** Work item **
The expected output is the full set of entries, printed exactly, without pictures.

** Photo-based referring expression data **
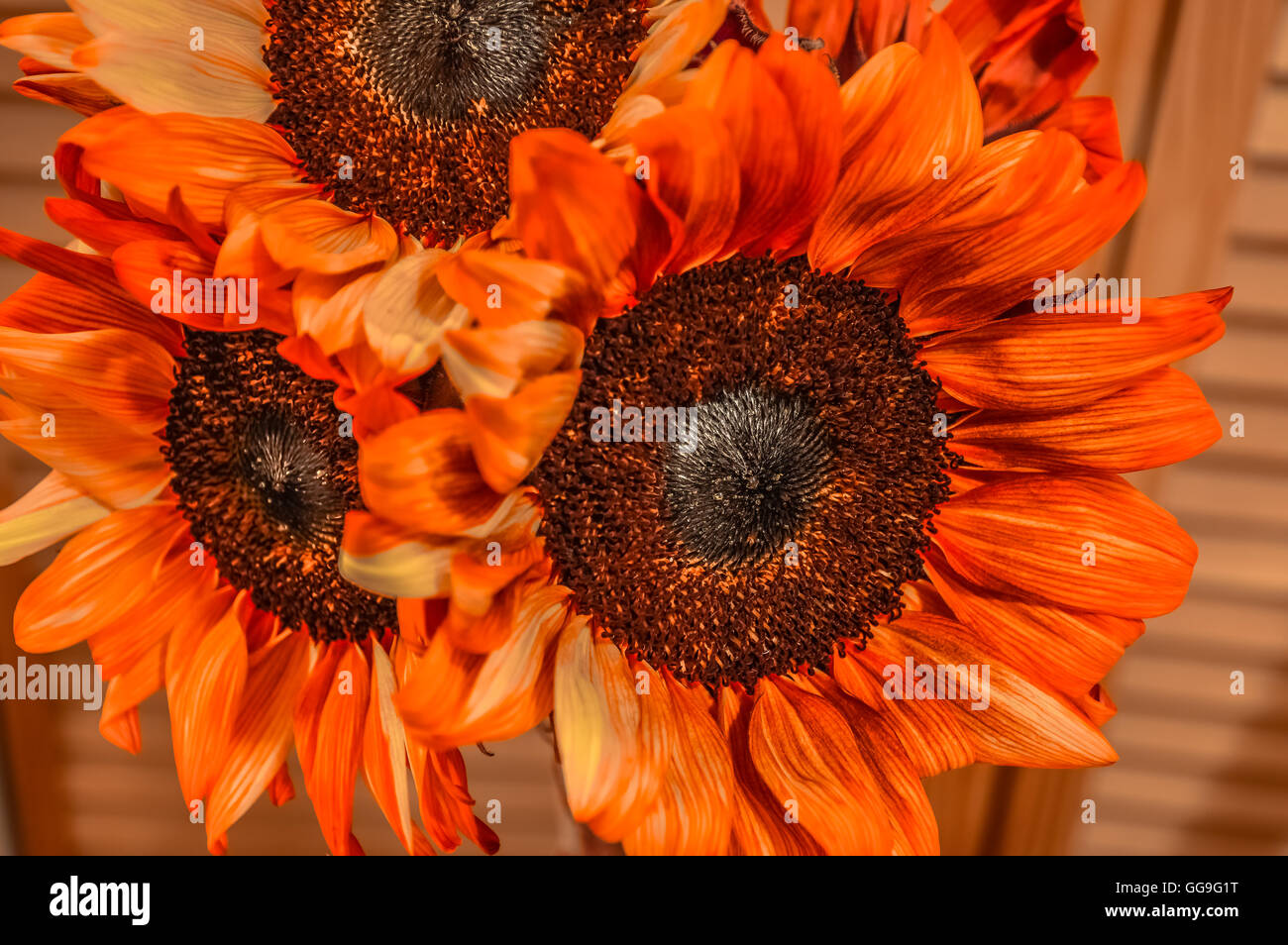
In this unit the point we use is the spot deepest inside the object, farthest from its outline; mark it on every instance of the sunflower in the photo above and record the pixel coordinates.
(201, 481)
(316, 133)
(900, 472)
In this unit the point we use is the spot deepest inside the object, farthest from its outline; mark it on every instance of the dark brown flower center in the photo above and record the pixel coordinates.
(266, 469)
(407, 107)
(748, 472)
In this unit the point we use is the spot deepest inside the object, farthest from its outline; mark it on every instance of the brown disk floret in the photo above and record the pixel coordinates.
(791, 510)
(407, 107)
(265, 472)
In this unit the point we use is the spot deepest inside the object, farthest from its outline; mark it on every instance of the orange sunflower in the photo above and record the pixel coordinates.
(201, 481)
(316, 133)
(897, 473)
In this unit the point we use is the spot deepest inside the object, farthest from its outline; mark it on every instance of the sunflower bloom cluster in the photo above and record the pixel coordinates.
(668, 372)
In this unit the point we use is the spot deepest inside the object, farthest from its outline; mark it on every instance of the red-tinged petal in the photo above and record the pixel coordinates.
(1093, 121)
(329, 722)
(1069, 649)
(408, 312)
(151, 270)
(103, 232)
(570, 204)
(510, 434)
(763, 138)
(761, 825)
(180, 592)
(119, 720)
(1096, 704)
(893, 776)
(493, 362)
(423, 473)
(147, 156)
(281, 789)
(67, 89)
(120, 373)
(1005, 179)
(694, 172)
(824, 20)
(806, 755)
(47, 304)
(810, 90)
(1030, 55)
(381, 558)
(1006, 261)
(446, 804)
(673, 43)
(115, 465)
(1159, 420)
(1086, 542)
(694, 811)
(1046, 362)
(261, 738)
(907, 116)
(501, 288)
(51, 38)
(155, 69)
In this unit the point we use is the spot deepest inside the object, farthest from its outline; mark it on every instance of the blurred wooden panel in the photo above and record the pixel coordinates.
(1203, 770)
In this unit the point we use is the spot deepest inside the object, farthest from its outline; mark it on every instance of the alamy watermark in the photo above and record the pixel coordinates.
(75, 682)
(627, 424)
(207, 296)
(965, 682)
(1073, 296)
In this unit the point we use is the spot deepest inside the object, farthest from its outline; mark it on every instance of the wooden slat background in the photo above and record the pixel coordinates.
(1202, 772)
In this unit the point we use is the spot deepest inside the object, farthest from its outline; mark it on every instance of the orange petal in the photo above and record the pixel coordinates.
(205, 698)
(612, 750)
(101, 575)
(1159, 420)
(119, 373)
(423, 473)
(454, 698)
(1020, 722)
(694, 812)
(147, 156)
(1034, 536)
(329, 722)
(384, 750)
(1000, 264)
(317, 236)
(570, 204)
(1044, 362)
(67, 89)
(51, 511)
(1069, 649)
(51, 38)
(261, 738)
(510, 434)
(761, 825)
(806, 755)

** Answer box **
In this unit the point we use is the spot deepest inside the object, farthest from its outline; mark it on every instance of the sunflower in the photo above and record the pixel coordinates.
(201, 481)
(316, 133)
(900, 472)
In this unit the point we use is the spot deepest inside the object, farthest from its outline; mark it on every instance of the dark brown flower center in the photo above and record the pixel coordinates.
(266, 469)
(407, 107)
(748, 472)
In this unit the point we use is the spot deepest inside the object, farthest from its outline; mark it on every instance of the brown disk floret in the photo above and record the pixel coordinates.
(791, 510)
(407, 107)
(265, 472)
In this unit the point we use is the spot deepest inside the object, farthest from its outline; mark it on every instance of the orange sunflower in the photo above and record the pixel coordinates.
(201, 481)
(316, 133)
(897, 473)
In this unit the point we use is the spot deepest inside the object, farthest from its outline; mark it on every instance of the sunflower bloom cluster in the photo above and record the pixel coordinates.
(668, 372)
In this unit the point we use is the spot deepest inside the object, farthest from its outline; mark it on every instance of the red-tinged petal in the photo above and record the pixel coordinates.
(1093, 121)
(329, 722)
(1069, 649)
(408, 312)
(151, 270)
(103, 232)
(570, 204)
(510, 434)
(763, 138)
(761, 825)
(180, 592)
(119, 720)
(1096, 704)
(893, 776)
(493, 362)
(423, 473)
(147, 156)
(281, 789)
(67, 89)
(120, 373)
(1005, 179)
(694, 172)
(824, 20)
(806, 755)
(47, 304)
(810, 90)
(1030, 55)
(381, 558)
(1006, 261)
(446, 804)
(673, 43)
(115, 465)
(1159, 420)
(1086, 542)
(694, 811)
(1046, 362)
(261, 738)
(907, 116)
(501, 288)
(51, 38)
(155, 69)
In this unit the point we use is the spot deepest inside the object, farthest from its outline; mark it on every instance of the blurred wooden panel in the photo above and record the pixel coordinates.
(1203, 770)
In this unit the point we use is the spot deepest inside the object, farthest from its outline; mark it on every instance of the alamy watermark in the photo above and record the pixel coordinates.
(75, 682)
(627, 424)
(207, 296)
(965, 682)
(1073, 296)
In this unit the point we use is the spot deepest inside the object, farthest from its outline; mark it on every instance of the wooden slat background in the photo above and record the pixel coordinates.
(1202, 772)
In this unit the point we use is the spot deepest inside the object, farthest from its outline; mark it on every instance of the orange petal in the photo above and record the pixel coordinates.
(205, 698)
(612, 750)
(101, 575)
(1159, 420)
(119, 373)
(423, 473)
(454, 698)
(1020, 722)
(694, 812)
(147, 156)
(1034, 536)
(329, 722)
(384, 750)
(1000, 264)
(317, 236)
(570, 204)
(1044, 362)
(67, 89)
(51, 511)
(1069, 649)
(51, 38)
(261, 738)
(510, 434)
(761, 825)
(806, 755)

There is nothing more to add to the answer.